Content starts
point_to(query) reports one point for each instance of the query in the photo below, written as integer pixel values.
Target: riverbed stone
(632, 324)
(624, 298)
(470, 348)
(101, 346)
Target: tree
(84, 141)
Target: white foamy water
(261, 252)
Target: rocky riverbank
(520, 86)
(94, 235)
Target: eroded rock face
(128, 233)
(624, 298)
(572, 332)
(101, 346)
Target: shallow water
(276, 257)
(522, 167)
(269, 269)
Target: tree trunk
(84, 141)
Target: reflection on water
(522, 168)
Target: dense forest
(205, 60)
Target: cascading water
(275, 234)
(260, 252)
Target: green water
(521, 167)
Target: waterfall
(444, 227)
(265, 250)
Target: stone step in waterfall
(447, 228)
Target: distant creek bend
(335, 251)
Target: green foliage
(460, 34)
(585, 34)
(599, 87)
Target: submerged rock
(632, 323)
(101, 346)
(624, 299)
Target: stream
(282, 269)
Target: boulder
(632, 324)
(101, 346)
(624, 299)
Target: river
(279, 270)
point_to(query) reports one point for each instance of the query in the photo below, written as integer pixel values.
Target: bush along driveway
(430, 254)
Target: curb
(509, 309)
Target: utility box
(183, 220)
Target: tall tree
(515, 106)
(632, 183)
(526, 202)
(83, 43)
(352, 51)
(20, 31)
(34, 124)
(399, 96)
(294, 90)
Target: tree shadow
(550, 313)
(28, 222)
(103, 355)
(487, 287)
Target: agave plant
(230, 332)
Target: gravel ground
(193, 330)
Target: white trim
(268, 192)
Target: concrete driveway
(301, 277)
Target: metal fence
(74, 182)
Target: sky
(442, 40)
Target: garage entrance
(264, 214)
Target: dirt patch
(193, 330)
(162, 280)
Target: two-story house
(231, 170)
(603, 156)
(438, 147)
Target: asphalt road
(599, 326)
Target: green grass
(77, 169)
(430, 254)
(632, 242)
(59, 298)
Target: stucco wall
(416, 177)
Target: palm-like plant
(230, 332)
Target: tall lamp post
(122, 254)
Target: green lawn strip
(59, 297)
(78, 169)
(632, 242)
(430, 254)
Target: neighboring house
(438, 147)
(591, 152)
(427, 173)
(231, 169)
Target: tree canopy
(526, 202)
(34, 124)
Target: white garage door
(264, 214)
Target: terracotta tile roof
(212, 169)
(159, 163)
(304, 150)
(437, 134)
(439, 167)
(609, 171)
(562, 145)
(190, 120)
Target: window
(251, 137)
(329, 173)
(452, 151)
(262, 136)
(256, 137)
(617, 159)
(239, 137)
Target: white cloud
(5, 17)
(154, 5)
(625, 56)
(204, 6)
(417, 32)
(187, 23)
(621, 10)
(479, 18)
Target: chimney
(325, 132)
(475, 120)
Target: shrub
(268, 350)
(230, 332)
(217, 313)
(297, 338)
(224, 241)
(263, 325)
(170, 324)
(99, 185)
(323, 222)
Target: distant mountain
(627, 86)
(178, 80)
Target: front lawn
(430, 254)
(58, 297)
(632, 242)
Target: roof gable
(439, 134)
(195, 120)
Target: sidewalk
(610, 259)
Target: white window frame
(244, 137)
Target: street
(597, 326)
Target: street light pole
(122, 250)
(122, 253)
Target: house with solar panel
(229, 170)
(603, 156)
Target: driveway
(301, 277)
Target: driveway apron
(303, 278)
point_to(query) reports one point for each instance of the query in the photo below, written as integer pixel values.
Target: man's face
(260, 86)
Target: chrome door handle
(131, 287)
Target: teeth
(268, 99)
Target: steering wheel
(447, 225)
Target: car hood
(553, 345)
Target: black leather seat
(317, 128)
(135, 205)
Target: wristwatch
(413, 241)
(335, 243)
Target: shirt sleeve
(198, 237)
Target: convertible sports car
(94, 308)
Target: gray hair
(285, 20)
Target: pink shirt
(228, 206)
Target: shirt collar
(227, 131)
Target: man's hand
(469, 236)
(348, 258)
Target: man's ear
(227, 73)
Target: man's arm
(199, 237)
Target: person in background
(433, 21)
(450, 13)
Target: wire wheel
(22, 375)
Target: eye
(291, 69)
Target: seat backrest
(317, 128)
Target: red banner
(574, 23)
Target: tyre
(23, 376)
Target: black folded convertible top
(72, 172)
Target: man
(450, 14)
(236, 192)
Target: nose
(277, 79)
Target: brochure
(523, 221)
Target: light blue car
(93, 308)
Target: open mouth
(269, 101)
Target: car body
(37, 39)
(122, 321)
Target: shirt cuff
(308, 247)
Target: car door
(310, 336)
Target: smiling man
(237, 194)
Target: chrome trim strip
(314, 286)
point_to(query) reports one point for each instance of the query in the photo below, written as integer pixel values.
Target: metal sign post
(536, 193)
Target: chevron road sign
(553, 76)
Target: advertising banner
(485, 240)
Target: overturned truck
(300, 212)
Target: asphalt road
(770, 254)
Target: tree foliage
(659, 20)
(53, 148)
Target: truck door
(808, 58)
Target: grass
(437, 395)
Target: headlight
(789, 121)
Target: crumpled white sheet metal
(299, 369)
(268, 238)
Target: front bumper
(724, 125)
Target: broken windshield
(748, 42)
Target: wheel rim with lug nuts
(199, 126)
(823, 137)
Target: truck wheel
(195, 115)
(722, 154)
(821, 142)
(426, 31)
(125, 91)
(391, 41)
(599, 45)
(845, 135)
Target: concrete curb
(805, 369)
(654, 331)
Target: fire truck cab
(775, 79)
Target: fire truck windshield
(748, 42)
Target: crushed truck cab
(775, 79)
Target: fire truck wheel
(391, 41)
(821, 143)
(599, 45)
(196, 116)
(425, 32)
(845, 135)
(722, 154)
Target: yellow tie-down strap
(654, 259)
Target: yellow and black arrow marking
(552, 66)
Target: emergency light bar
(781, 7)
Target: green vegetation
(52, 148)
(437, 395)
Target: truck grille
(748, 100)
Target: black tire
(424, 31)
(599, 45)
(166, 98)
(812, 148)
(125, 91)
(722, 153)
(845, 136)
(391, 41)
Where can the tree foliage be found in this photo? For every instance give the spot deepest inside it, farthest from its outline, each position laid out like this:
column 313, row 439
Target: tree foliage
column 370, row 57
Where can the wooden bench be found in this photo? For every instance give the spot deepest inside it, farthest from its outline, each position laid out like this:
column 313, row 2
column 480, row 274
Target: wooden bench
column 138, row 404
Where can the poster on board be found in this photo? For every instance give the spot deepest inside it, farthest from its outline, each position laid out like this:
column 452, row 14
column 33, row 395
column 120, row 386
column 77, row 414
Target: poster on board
Content ends
Task to carry out: Exact reproduction of the whole material is the required answer.

Result for this exercise:
point_to(query) reports one point for each instance of the query in the photo below, written as integer pixel values.
Target: riverbed stone
(632, 324)
(624, 298)
(470, 348)
(101, 346)
Target: tree
(84, 141)
Target: white foamy water
(261, 252)
Target: rocky riverbank
(520, 86)
(94, 235)
Target: eroded rock face
(128, 233)
(624, 298)
(572, 332)
(101, 346)
Target: shallow water
(276, 257)
(522, 167)
(269, 269)
Target: tree trunk
(84, 141)
Target: reflection on water
(522, 168)
Target: dense forest
(205, 60)
Target: cascading water
(275, 234)
(260, 252)
Target: green water
(521, 167)
Target: waterfall
(444, 227)
(265, 250)
Target: stone step in waterfall
(447, 228)
Target: distant creek bend
(335, 251)
Target: green foliage
(460, 34)
(585, 34)
(599, 87)
Target: submerged rock
(632, 323)
(101, 346)
(624, 299)
Target: stream
(282, 269)
Target: boulder
(632, 324)
(101, 346)
(624, 299)
Target: river
(279, 270)
point_to(query) reports one point for each instance of the query in the photo below, written as integer pixel values.
Target: bush along driveway
(430, 254)
Target: curb
(509, 309)
Target: utility box
(183, 220)
Target: tall tree
(515, 106)
(632, 183)
(526, 202)
(83, 43)
(352, 51)
(20, 31)
(34, 124)
(399, 96)
(294, 90)
Target: tree shadow
(550, 313)
(28, 222)
(103, 355)
(487, 287)
Target: agave plant
(230, 332)
Target: gravel ground
(193, 330)
Target: white trim
(268, 192)
Target: concrete driveway
(301, 277)
Target: metal fence
(74, 182)
Target: sky
(442, 40)
Target: garage entrance
(264, 214)
Target: dirt patch
(193, 330)
(162, 280)
Target: two-story house
(231, 170)
(603, 156)
(438, 147)
Target: asphalt road
(599, 326)
Target: green grass
(77, 169)
(430, 254)
(632, 242)
(59, 298)
Target: stucco wall
(416, 177)
Target: palm-like plant
(230, 332)
Target: tall lamp post
(122, 254)
Target: green lawn strip
(59, 297)
(78, 169)
(632, 242)
(430, 254)
Target: neighboring house
(438, 147)
(591, 152)
(427, 173)
(231, 169)
Target: tree canopy
(526, 202)
(34, 124)
Target: white garage door
(264, 214)
Target: terracotta tile roof
(212, 169)
(159, 163)
(304, 150)
(437, 134)
(439, 167)
(609, 171)
(562, 145)
(190, 120)
Target: window
(251, 137)
(329, 173)
(452, 151)
(262, 136)
(256, 137)
(617, 159)
(239, 137)
Target: white cloud
(5, 17)
(154, 5)
(625, 56)
(204, 6)
(417, 32)
(187, 23)
(621, 10)
(479, 18)
Target: chimney
(325, 132)
(475, 120)
Target: shrub
(268, 350)
(230, 332)
(217, 313)
(297, 338)
(224, 241)
(263, 325)
(170, 324)
(99, 185)
(323, 222)
Target: distant mountain
(627, 86)
(178, 80)
Target: front lawn
(430, 254)
(58, 297)
(632, 242)
Target: roof gable
(439, 134)
(195, 120)
Target: sidewalk
(610, 259)
Target: white window frame
(244, 137)
Target: street
(597, 326)
Target: street light pole
(122, 250)
(122, 253)
Target: house with solar panel
(229, 170)
(603, 156)
Target: driveway
(301, 277)
Target: driveway apron
(303, 278)
point_to(query) reports one point for each instance of the query in the photo below, written as integer pixel values.
Target: man's face
(260, 86)
Target: chrome door handle
(131, 287)
Target: teeth
(268, 99)
Target: steering wheel
(447, 225)
Target: car hood
(553, 345)
Target: black leather seat
(317, 128)
(135, 205)
Target: wristwatch
(413, 241)
(335, 243)
Target: shirt sleeve
(198, 237)
Target: convertible sports car
(94, 308)
Target: gray hair
(285, 20)
Target: pink shirt
(228, 206)
Target: shirt collar
(227, 131)
Target: man's hand
(469, 236)
(348, 258)
Target: man's ear
(227, 73)
Target: man's arm
(199, 237)
Target: person in background
(433, 21)
(450, 13)
Target: wire wheel
(22, 375)
Target: eye
(291, 69)
Target: seat backrest
(317, 128)
Target: red banner
(574, 23)
Target: tyre
(23, 376)
Target: black folded convertible top
(72, 172)
Target: man
(450, 14)
(236, 192)
Target: nose
(277, 79)
Target: brochure
(523, 221)
Target: light blue car
(93, 308)
Target: open mouth
(269, 101)
Target: car body
(37, 39)
(122, 321)
Target: shirt cuff
(308, 247)
Target: car door
(310, 336)
Target: smiling man
(237, 194)
Target: chrome trim strip
(314, 286)
point_to(query) reports one point for each instance of the query in the photo below, written as integer pixel values.
Target: metal sign post
(536, 193)
Target: chevron road sign
(553, 76)
Target: advertising banner
(485, 240)
Target: overturned truck
(300, 212)
Target: asphalt road
(770, 254)
Target: tree foliage
(659, 20)
(53, 148)
Target: truck door
(808, 58)
Target: grass
(437, 395)
Target: headlight
(789, 121)
Target: crumpled white sheet metal
(299, 369)
(268, 238)
Target: front bumper
(724, 125)
Target: broken windshield
(748, 42)
Target: wheel rim with lug nuts
(199, 126)
(823, 137)
Target: truck wheel
(195, 115)
(722, 154)
(821, 142)
(426, 31)
(125, 91)
(391, 41)
(599, 45)
(845, 135)
Target: concrete curb
(805, 369)
(654, 331)
Target: fire truck cab
(775, 79)
Target: fire truck windshield
(748, 42)
Target: crushed truck cab
(775, 79)
Target: fire truck wheel
(391, 41)
(821, 143)
(599, 45)
(196, 116)
(425, 32)
(845, 135)
(722, 154)
Target: yellow tie-down strap
(654, 259)
Target: yellow and black arrow marking
(552, 66)
Target: emergency light bar
(781, 7)
Target: green vegetation
(52, 148)
(437, 395)
Target: truck grille
(748, 100)
Target: black tire
(424, 31)
(599, 45)
(166, 98)
(812, 148)
(125, 91)
(722, 153)
(845, 136)
(391, 41)
Where can the tree foliage be found in this photo? For every instance give the spot deepest inside it, farthest from its outline, each position laid out like this:
column 313, row 439
Target: tree foliage
column 370, row 57
Where can the wooden bench be found in this photo? For every instance give the spot deepest inside it, farthest from its outline, each position laid out like this:
column 313, row 2
column 480, row 274
Target: wooden bench
column 138, row 404
Where can the poster on board be found in this photo? For every instance give the spot deepest inside it, farthest from its outline, each position laid out like this:
column 452, row 14
column 33, row 395
column 120, row 386
column 77, row 414
Target: poster on board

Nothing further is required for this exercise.